**TASK DETAILS**
Starting at the line with "Please indicate the house" in it, reproduce each line below through the last one, exactly, and include nothing else.

**DATA IN THIS EXERCISE**

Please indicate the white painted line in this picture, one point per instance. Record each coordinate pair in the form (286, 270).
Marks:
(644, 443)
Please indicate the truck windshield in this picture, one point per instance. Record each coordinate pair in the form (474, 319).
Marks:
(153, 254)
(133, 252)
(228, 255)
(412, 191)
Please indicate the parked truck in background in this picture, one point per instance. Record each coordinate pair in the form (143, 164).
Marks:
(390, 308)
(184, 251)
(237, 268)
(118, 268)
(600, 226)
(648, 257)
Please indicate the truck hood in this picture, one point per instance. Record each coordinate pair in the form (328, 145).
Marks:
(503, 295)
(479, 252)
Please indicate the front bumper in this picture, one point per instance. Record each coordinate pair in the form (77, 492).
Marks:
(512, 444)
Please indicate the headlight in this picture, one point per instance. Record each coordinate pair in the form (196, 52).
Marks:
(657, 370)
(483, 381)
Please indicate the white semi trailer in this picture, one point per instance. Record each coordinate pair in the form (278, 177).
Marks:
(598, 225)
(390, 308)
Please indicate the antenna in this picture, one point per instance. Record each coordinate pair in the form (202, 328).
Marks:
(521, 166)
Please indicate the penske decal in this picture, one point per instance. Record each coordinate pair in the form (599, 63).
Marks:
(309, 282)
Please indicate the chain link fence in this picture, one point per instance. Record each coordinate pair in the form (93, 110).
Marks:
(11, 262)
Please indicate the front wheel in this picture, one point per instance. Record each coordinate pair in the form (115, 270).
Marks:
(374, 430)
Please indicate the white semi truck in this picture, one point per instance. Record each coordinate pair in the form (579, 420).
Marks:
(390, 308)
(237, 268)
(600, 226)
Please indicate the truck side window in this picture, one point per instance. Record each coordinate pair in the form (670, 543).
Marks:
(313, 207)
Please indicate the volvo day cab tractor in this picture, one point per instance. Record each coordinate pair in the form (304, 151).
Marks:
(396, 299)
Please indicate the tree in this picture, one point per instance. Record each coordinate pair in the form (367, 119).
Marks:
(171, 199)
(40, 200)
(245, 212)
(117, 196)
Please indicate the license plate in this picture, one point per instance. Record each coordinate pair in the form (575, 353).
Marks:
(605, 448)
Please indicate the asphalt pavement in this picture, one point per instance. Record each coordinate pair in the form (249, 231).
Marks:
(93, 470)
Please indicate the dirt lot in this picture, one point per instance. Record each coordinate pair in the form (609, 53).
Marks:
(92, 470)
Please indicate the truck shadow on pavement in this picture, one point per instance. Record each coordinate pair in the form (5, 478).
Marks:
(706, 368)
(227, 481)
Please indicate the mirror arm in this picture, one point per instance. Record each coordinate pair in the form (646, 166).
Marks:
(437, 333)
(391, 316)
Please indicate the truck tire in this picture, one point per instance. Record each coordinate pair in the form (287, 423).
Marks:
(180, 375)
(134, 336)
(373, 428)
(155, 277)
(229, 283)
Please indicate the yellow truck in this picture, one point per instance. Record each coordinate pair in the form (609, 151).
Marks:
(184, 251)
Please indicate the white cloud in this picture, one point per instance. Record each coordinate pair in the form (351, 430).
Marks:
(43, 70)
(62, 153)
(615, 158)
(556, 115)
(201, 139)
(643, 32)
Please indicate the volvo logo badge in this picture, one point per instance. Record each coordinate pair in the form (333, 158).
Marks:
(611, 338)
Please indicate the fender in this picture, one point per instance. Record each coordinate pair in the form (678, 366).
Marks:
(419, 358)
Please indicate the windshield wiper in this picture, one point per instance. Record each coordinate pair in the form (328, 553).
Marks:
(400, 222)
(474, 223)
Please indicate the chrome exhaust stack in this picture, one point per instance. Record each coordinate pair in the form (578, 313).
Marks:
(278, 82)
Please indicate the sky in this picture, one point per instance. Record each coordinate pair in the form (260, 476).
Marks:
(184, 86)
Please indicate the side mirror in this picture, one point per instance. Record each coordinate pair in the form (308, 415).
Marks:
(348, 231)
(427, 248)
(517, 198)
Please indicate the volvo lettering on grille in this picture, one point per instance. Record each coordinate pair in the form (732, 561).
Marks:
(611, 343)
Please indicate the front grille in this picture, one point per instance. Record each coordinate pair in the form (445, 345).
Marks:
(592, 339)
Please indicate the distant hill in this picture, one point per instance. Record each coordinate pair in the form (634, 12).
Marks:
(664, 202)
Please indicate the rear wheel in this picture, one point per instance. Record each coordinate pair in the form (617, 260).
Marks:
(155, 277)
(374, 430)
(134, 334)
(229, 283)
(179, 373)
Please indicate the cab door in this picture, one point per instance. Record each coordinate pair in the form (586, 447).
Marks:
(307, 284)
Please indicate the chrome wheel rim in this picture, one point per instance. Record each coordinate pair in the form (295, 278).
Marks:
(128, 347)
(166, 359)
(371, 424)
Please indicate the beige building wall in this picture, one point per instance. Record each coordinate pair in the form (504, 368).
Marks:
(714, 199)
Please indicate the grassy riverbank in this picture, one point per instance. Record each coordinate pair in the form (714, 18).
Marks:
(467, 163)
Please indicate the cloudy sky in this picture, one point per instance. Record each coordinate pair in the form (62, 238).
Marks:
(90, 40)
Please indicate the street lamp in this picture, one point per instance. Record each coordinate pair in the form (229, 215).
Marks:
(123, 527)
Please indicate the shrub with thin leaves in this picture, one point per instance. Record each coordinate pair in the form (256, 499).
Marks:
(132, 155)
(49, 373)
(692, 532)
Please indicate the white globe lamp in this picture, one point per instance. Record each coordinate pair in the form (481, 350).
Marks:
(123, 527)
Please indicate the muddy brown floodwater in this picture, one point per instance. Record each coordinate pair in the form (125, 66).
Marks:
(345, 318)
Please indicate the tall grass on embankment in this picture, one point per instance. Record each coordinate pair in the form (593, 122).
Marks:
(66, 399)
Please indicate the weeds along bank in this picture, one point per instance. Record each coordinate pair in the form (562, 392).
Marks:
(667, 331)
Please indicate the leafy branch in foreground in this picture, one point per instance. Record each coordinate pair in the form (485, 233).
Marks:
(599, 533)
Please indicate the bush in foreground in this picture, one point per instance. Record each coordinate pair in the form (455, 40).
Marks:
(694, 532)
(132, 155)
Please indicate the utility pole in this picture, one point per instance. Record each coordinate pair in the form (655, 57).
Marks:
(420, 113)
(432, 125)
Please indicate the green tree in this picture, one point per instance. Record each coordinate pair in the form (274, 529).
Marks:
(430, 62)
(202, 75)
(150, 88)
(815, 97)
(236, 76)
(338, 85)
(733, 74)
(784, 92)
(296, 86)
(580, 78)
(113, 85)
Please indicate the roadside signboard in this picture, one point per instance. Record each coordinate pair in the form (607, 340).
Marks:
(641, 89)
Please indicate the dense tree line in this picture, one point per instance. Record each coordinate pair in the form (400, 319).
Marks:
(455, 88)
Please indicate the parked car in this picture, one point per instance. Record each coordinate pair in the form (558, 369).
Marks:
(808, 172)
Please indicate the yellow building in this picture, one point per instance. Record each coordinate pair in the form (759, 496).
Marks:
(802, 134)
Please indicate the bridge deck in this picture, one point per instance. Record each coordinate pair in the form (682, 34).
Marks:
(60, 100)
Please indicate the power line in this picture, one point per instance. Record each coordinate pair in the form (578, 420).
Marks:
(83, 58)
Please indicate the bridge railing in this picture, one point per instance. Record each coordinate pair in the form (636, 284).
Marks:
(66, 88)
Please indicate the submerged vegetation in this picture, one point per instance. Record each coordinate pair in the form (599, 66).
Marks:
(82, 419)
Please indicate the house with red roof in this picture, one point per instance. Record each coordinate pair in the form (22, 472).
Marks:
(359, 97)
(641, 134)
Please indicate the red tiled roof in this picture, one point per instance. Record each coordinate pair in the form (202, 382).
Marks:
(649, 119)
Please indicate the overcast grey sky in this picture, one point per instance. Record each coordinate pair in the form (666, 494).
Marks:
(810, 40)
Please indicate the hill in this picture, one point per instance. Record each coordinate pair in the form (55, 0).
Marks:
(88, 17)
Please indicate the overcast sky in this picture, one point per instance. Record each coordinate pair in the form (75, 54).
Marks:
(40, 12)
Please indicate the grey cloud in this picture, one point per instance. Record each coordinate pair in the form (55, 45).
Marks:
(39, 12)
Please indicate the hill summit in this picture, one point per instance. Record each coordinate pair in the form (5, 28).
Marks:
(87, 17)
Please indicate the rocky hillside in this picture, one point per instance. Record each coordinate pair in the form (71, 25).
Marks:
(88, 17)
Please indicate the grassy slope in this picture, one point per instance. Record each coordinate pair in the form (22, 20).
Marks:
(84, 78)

**EXERCISE ANSWER**
Please indicate the house with red roof in this picture, one point per instance. Record each coordinate pair in the form (22, 472).
Marks:
(359, 97)
(641, 134)
Please indicate the red tiled roof in this picture, one point per instance. Record each coordinate pair in the form (202, 382).
Marks:
(649, 119)
Please indicate the overcast grey sky in this picture, one point per instance. Record each coordinate pair in the form (666, 494).
Marks:
(810, 40)
Please indicate the hill in this picture, one point per instance. Record each coordinate pair in the form (55, 0).
Marks:
(88, 17)
Please indicate the overcast sky in this picture, one point per instance. Record each coordinate pair in the form (75, 54).
Marks:
(40, 12)
Please indicate the grey cloud in this picture, one point per instance. Record each coordinate pair in the form (55, 45).
Marks:
(39, 12)
Please indicate the hill summit in this picture, one point per instance. Record each coordinate pair in the form (5, 28).
Marks:
(87, 17)
Please indicate the rocky hillside in this picture, one point per instance. Record each coordinate pair in the form (71, 25).
Marks:
(88, 17)
Please indicate the grassy slope in this picture, one point per instance. Record each coordinate pair in the form (22, 20).
Marks:
(84, 78)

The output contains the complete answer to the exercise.